■ **Task requirements**
The reply should be an exact transcription of every record.

■ **Material to process**
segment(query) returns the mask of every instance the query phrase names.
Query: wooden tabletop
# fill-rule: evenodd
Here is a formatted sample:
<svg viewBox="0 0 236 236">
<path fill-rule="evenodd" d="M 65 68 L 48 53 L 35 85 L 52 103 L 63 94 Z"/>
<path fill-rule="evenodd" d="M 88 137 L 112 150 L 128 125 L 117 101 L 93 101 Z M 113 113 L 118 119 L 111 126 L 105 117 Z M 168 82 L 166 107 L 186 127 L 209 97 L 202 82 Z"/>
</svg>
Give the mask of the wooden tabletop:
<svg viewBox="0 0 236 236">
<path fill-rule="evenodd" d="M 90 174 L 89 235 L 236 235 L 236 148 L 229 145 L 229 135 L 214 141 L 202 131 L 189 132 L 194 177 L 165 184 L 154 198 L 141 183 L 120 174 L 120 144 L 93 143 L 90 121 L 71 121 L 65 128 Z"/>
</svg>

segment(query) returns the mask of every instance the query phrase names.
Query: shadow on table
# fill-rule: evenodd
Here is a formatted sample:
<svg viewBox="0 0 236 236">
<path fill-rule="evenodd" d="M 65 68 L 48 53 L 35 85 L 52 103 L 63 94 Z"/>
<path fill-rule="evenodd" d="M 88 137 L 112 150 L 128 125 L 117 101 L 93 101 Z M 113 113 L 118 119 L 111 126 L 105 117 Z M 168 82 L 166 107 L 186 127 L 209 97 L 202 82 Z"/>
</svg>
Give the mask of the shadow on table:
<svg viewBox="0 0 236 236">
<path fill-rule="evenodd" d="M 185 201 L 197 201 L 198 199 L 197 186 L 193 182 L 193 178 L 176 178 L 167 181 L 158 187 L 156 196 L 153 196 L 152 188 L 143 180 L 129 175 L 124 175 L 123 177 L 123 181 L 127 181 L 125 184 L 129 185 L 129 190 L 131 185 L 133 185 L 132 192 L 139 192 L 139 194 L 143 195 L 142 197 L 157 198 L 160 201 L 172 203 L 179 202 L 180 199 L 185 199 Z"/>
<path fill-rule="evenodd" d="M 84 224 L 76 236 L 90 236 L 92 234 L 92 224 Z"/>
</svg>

■ **Response below**
segment(query) returns the mask of every instance the query phrase names.
Query: wooden tabletop
# fill-rule: evenodd
Here is a formatted sample:
<svg viewBox="0 0 236 236">
<path fill-rule="evenodd" d="M 65 68 L 48 53 L 35 85 L 52 103 L 63 94 Z"/>
<path fill-rule="evenodd" d="M 88 137 L 112 150 L 128 125 L 117 101 L 93 101 Z M 113 113 L 118 119 L 111 126 L 105 117 Z M 168 82 L 166 107 L 186 127 L 209 97 L 202 82 Z"/>
</svg>
Give the mask of the wooden tabletop:
<svg viewBox="0 0 236 236">
<path fill-rule="evenodd" d="M 90 174 L 89 235 L 236 235 L 236 148 L 229 145 L 229 135 L 214 141 L 202 131 L 189 132 L 194 177 L 165 184 L 154 198 L 141 183 L 120 174 L 120 144 L 93 143 L 90 121 L 71 121 L 65 128 Z"/>
</svg>

segment(query) returns the mask of every instance the query phrase names.
Query: shadow on table
# fill-rule: evenodd
Here is a formatted sample:
<svg viewBox="0 0 236 236">
<path fill-rule="evenodd" d="M 65 68 L 48 53 L 35 85 L 52 103 L 63 94 Z"/>
<path fill-rule="evenodd" d="M 88 137 L 112 150 L 128 125 L 117 101 L 93 101 Z M 113 113 L 118 119 L 111 126 L 105 117 Z M 168 82 L 166 107 L 186 127 L 209 97 L 202 82 Z"/>
</svg>
Give the mask of the shadow on table:
<svg viewBox="0 0 236 236">
<path fill-rule="evenodd" d="M 185 201 L 197 201 L 198 199 L 197 186 L 193 182 L 193 178 L 176 178 L 167 181 L 158 187 L 156 196 L 153 196 L 152 188 L 143 180 L 129 175 L 124 175 L 123 177 L 123 181 L 127 181 L 125 184 L 129 185 L 129 190 L 131 185 L 133 185 L 132 192 L 139 192 L 139 194 L 143 195 L 142 197 L 157 198 L 160 201 L 172 203 L 179 202 L 180 199 L 185 199 Z"/>
<path fill-rule="evenodd" d="M 84 224 L 76 236 L 90 236 L 92 234 L 92 224 Z"/>
</svg>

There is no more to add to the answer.